== EXCERPTED PASSAGE

The authors propose using conditional score-based diffusion models to synthesize phase maps from magnitude-only MR images, enabling generation of large k-space datasets for training deep learning-based accelerated MRI reconstruction models. The resulting model outperforms those trained with smooth phase or GAN-synthesized phase maps, and approaches performance of models trained on ground truth k-space data.

Accelerated magnetic resonance imaging (MRI) enabled by the training of deep learning (DL)-based image recon. models requires large and diverse raw k-space datasets. In most clinical MRI applications, due to storage and patient privacy concerns, raw k-space data is discarded and magnitude-only images are the only component saved. Consequently, a large portion of the DL-based MRI recon. literature has either relied on small training datasets or has used one of the few available open-source k-space datasets. At the same time, the growing number of anonymized magnitude-only image registries/databases motivates the development of techniques that can use them as training datasets for generalizable DL-based recon. models. Here we propose to address this challenge by employing a generative approach based on conditional score-based diffusion models (SBDMs): given a magnitude-only MR image, it synthesizes a phase map (in the image domain) that realistically corresponds to the magnitude-only image. We evaluate its generative capabilities in a downstream DL-based recon. task whereby a large k-space dataset is generated by combining the SBDM-synthesized phase-maps and the corresponding magnitude-only images, and this k-space dataset is then used to train a DL model for accelerated MRI recon. We compare the performance of the resulting DL model versus those trained according to (a) a naive approach that uses smooth phase, (b) a k-space training dataset generated using synthesized phase maps derived from a generative adversarial network, and (c) the ground truth k-space data. Our results suggest that the DL model trained from SBDM-synthesized k-space data outperforms the other approaches in terms of quantitative metrics as well as qualitatively observed recon. fidelity, i.e., whether the reconstructed images include erroneous or hallucinated features that could adversely impact diagnostic accuracy.

====

§ **SET OF TASKS**:
a - List the approaches labeled (a) through (c) that the MRI phase-synthesis abstract compares its SBDM-trained model against.
b - Retype the MRI phase-synthesis abstract from "The authors propose" up to and including "on ground truth k-space data.".
c - Rewrite the paragraph of the MRI phase-synthesis abstract that begins "Accelerated magnetic resonance imaging (MRI) enabled" as a short bulleted list that keeps its main facts.

== EXERCISE DATA

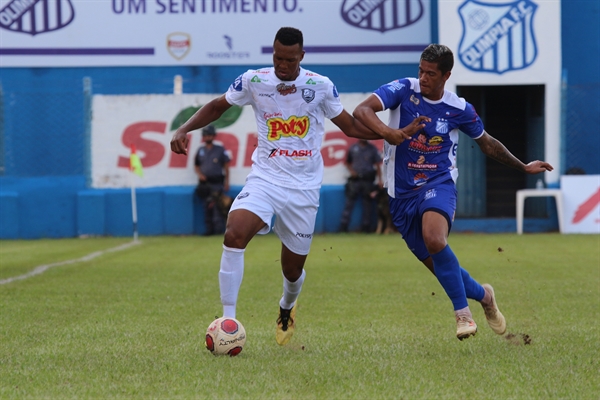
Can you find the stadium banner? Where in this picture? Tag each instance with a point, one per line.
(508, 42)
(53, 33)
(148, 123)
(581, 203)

====
== EXERCISE DATA

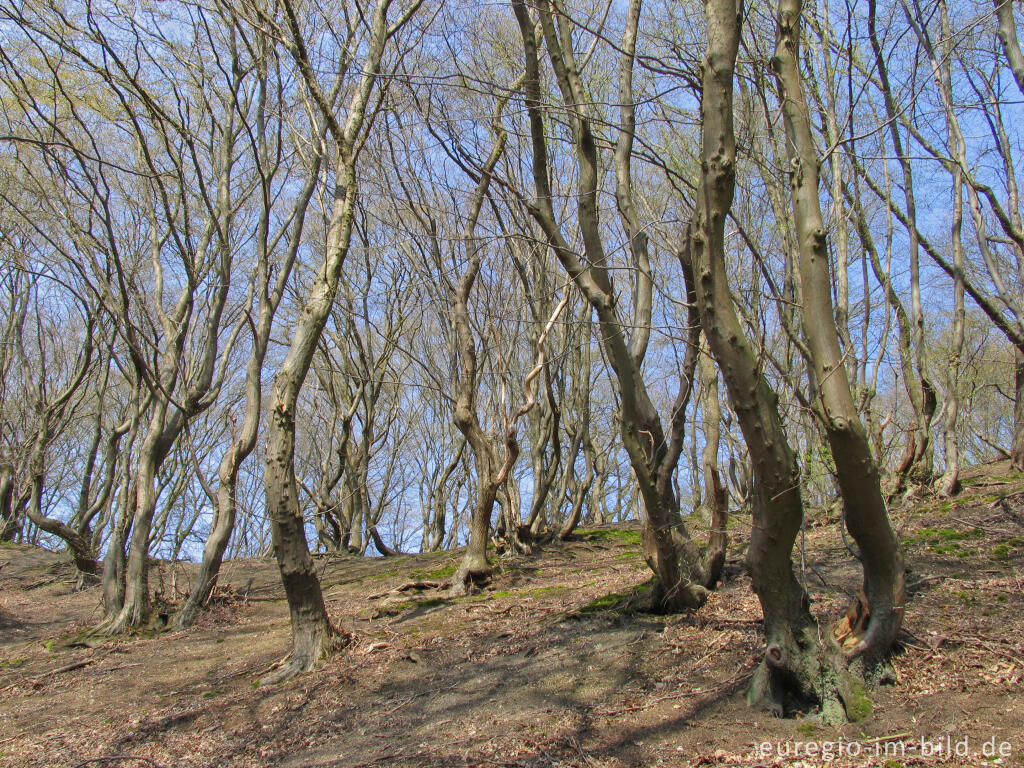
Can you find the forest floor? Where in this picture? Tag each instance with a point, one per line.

====

§ **RESPONSES FOR EACH TASK**:
a -
(a) A naive approach that uses smooth phase
(b) A k-space training dataset generated using synthesized phase maps derived from a generative adversarial network
(c) The ground truth k-space data

b -
The authors propose using conditional score-based diffusion models to synthesize phase maps from magnitude-only MR images, enabling generation of large k-space datasets for training deep learning-based accelerated MRI reconstruction models. The resulting model outperforms those trained with smooth phase or GAN-synthesized phase maps, and approaches performance of models trained on ground truth k-space data.

c -
- Training DL-based image reconstruction models for accelerated MRI requires large, diverse raw k-space datasets.
- In most clinical MRI, raw k-space data is discarded for storage and privacy reasons, and only magnitude images are saved.
- As a result, much DL-based MRI reconstruction work has relied on small training datasets or on the few open-source k-space datasets.
- The growing number of anonymized magnitude-only image registries motivates using them to train generalizable reconstruction models.
- The proposed method uses conditional score-based diffusion models (SBDMs) to synthesize a realistic image-domain phase map for a given magnitude-only image.
- The synthesized phase maps are combined with the magnitude images to create a large k-space dataset, which is used to train a DL model for accelerated reconstruction.
- This model is compared with models trained using smooth phase, GAN-synthesized phase maps, and ground truth k-space data.
- The SBDM-based model outperforms the other approaches in quantitative metrics and in qualitatively observed reconstruction fidelity, meaning whether the reconstructed images contain erroneous or hallucinated features that could harm diagnostic accuracy.